• Task directions:
Quote verbatim everything in the material below from the line containing "Kindly outline every instance of the cone" down to the line containing "39], [109, 2]]", both of those lines included.

-- START --

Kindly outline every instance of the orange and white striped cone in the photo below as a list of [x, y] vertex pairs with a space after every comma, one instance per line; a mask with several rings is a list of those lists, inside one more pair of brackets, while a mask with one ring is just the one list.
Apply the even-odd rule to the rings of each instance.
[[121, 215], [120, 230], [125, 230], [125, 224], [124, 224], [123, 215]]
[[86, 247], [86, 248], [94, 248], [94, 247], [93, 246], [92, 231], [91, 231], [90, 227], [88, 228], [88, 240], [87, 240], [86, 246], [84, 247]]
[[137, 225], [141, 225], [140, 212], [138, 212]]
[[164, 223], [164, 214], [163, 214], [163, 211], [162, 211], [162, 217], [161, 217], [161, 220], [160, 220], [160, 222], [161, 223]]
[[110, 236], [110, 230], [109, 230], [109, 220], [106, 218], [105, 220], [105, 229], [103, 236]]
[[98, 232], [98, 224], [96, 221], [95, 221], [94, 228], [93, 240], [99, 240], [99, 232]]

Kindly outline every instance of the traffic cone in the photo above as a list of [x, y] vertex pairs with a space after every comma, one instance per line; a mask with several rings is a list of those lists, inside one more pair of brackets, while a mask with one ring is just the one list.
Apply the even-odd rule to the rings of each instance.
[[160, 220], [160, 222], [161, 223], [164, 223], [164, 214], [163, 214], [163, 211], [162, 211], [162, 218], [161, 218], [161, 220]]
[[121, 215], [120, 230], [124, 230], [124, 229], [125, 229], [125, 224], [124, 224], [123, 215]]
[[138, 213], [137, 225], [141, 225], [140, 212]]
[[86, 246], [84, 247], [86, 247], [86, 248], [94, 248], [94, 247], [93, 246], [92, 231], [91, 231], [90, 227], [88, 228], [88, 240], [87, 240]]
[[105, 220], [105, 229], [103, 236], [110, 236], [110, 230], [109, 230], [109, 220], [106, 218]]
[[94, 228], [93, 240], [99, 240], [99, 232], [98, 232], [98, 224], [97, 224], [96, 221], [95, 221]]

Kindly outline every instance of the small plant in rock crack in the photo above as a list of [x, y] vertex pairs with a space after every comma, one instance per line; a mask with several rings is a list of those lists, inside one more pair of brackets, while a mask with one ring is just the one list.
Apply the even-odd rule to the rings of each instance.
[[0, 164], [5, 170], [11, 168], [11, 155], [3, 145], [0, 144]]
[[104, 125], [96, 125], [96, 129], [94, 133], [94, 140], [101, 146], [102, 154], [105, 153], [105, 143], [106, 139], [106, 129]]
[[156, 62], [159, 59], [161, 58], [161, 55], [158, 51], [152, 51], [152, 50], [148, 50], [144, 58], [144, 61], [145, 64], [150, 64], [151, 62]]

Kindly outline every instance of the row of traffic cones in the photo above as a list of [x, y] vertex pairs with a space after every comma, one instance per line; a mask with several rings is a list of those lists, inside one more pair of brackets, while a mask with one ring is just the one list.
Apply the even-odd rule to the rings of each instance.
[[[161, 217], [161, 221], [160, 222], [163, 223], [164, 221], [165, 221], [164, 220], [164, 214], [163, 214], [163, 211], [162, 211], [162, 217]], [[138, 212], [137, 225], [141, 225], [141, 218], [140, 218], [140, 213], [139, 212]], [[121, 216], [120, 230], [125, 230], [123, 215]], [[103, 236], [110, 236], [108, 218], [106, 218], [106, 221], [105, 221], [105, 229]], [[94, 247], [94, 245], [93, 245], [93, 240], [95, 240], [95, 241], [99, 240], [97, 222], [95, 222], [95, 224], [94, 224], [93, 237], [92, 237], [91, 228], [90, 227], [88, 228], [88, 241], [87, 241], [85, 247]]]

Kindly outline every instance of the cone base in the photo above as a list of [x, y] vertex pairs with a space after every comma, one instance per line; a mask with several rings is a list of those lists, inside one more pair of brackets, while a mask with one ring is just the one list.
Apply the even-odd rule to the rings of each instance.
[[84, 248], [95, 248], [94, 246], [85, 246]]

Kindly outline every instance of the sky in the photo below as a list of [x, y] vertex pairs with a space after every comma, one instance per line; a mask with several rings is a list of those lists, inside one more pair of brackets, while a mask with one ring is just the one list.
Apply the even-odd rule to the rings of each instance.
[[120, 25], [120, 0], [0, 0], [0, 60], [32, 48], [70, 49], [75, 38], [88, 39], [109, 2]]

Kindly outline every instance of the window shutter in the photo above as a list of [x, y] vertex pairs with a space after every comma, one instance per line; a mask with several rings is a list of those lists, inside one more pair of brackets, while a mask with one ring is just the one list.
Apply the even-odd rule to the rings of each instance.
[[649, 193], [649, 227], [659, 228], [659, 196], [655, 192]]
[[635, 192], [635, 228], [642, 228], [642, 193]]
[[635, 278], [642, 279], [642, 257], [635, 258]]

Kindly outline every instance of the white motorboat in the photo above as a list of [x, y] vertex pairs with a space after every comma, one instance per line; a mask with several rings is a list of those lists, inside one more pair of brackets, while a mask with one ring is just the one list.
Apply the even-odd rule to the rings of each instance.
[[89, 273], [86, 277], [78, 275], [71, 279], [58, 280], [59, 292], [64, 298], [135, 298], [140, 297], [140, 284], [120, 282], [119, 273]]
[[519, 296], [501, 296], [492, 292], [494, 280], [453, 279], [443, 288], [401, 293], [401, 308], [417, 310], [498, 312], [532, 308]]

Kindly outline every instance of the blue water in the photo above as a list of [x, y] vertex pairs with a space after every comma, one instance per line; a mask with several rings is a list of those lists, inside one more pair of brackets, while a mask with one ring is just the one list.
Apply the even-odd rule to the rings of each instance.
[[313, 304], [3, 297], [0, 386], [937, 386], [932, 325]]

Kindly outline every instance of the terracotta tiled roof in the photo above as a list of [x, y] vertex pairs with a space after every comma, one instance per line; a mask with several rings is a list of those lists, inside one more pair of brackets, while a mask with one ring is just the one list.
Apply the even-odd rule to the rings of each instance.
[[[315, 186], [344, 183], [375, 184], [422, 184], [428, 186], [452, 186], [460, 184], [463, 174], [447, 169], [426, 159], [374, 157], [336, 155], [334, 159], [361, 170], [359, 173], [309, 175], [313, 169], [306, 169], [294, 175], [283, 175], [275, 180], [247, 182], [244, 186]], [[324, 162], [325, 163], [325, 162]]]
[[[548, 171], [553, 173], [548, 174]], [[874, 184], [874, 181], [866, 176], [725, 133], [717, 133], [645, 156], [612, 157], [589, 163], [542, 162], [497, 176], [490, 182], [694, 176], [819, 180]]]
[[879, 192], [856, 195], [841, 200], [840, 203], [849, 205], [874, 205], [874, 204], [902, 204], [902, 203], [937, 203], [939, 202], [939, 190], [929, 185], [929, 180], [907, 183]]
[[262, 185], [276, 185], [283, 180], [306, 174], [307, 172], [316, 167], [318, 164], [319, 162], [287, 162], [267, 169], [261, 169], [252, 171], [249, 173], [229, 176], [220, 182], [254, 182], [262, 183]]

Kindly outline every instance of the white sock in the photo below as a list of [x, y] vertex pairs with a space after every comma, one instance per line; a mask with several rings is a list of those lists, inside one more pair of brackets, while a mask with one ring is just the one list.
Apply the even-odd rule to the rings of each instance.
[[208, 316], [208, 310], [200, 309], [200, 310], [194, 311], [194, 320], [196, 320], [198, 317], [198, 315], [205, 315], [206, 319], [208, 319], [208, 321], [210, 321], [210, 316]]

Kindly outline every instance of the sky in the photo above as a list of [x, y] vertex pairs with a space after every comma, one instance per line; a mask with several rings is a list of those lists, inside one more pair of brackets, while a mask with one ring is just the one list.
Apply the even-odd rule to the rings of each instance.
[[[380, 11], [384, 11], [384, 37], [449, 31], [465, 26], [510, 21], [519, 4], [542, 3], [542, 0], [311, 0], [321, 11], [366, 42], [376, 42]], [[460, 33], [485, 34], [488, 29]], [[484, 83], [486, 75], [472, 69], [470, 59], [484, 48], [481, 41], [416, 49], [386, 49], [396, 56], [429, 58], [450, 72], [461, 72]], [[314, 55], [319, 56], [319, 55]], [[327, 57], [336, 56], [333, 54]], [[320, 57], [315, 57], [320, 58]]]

-- END --

• Written answer:
Kindly outline every instance of the cone base in the photo above as a list of [x, y] vertex pairs with a space after every comma, one instance per line; a mask with several rings is a list of those lists, inside one more pair of brackets, while a mask with one ring is just the one list.
Apply the even-odd rule to the rings of each instance.
[[84, 248], [95, 248], [94, 246], [85, 246]]

Kindly outline every instance of the sky in the photo below as a list of [x, y] vertex pairs with a space after every comma, one instance per line; a mask with several rings is a list of those lists, inside one more pair of brackets, while a mask with one ring is just the one list.
Apply the even-odd rule to the rings of each instance.
[[120, 25], [120, 0], [0, 0], [0, 60], [32, 48], [70, 49], [75, 38], [88, 39], [109, 2]]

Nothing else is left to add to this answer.